SUPPLIED ENTRIES -
--
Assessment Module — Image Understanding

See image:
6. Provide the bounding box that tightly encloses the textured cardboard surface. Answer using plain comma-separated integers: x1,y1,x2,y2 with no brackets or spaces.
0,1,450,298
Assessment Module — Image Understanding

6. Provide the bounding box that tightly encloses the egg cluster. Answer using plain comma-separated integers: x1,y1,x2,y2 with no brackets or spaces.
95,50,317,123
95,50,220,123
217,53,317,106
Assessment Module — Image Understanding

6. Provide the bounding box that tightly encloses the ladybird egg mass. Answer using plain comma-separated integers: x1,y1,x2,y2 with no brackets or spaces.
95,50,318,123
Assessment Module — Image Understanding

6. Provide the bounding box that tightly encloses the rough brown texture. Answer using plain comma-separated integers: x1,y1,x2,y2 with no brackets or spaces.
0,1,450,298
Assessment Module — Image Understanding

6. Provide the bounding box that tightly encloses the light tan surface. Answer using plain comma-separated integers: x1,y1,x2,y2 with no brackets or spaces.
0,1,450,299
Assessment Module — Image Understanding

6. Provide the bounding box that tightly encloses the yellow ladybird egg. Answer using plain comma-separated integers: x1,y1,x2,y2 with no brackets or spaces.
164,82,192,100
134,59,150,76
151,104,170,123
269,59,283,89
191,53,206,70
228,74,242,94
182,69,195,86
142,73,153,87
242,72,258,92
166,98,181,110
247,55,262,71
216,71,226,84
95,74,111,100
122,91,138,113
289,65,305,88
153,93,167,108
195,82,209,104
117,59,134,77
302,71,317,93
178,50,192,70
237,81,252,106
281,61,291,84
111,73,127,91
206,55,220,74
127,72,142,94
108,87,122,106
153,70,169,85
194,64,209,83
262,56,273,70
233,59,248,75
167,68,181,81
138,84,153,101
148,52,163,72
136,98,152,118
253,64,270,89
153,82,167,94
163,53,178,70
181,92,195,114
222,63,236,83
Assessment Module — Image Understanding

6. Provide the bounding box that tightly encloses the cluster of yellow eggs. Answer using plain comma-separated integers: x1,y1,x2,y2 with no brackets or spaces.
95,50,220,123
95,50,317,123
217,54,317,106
--
TASK DESCRIPTION - Please rewrite all of the data above with "tightly encloses" changed to "closely surrounds" and nothing else altered.

ANSWER -
Assessment Module — Image Understanding

See image:
6. Provide the bounding box that closely surrounds the textured cardboard surface. Answer using plain comma-separated integers: x1,y1,x2,y2 with no brackets or spaces.
0,1,450,298
Assessment Module — Image Understanding

6. Provide the bounding box that closely surrounds the egg cluster. Answer using plain comma-separated integers: x1,y1,x2,y2 with no brackets or spaces.
95,50,317,123
95,50,220,123
217,53,317,106
Assessment Module — Image Understanding

6. Provide the bounding box that closely surrounds the ladybird egg mass. Answer using plain comma-separated integers: x1,y1,x2,y2 with no brackets or spaces.
95,50,318,123
Assessment Module — Image Understanding

6. Provide the bounding box that closely surrounds the rough brown texture. Answer using plain comma-separated integers: x1,y1,x2,y2 with no brackets or spaces.
0,1,450,298
Assessment Module — Image Understanding

6. Provide the bounding box that closely surrounds the light tan surface. Answer using plain comma-separated integers: x1,y1,x2,y2 with no brackets or spaces.
0,1,450,299
Assessment Module — Image Understanding

6. Provide the bounding box that closely surrounds the yellow ladybird egg. Answer using plain comma-separated integers: x1,y1,x2,y2 with no brackets or spaces.
164,82,192,100
134,59,150,76
151,104,170,123
269,59,283,89
191,53,206,70
228,74,242,94
182,69,195,86
142,73,153,87
242,72,258,92
166,98,181,110
247,55,262,71
216,71,226,84
95,74,111,100
122,91,138,113
289,65,305,88
153,93,167,108
195,82,209,104
117,59,134,77
302,71,317,93
178,50,192,70
237,81,252,106
281,61,291,84
111,73,127,91
206,55,220,74
127,72,142,94
108,87,122,106
153,70,169,85
194,64,209,83
262,56,273,70
233,59,248,75
167,68,181,81
138,84,153,101
148,52,163,72
136,98,152,118
253,64,270,89
153,82,167,94
163,53,178,70
181,92,195,114
222,63,236,83
Assessment Module — Image Understanding

6. Provide the bounding box that closely surrounds the cluster of yellow eggs. Answer using plain comma-separated integers: x1,y1,x2,y2 with no brackets or spaces.
95,50,220,123
95,50,317,123
217,54,317,106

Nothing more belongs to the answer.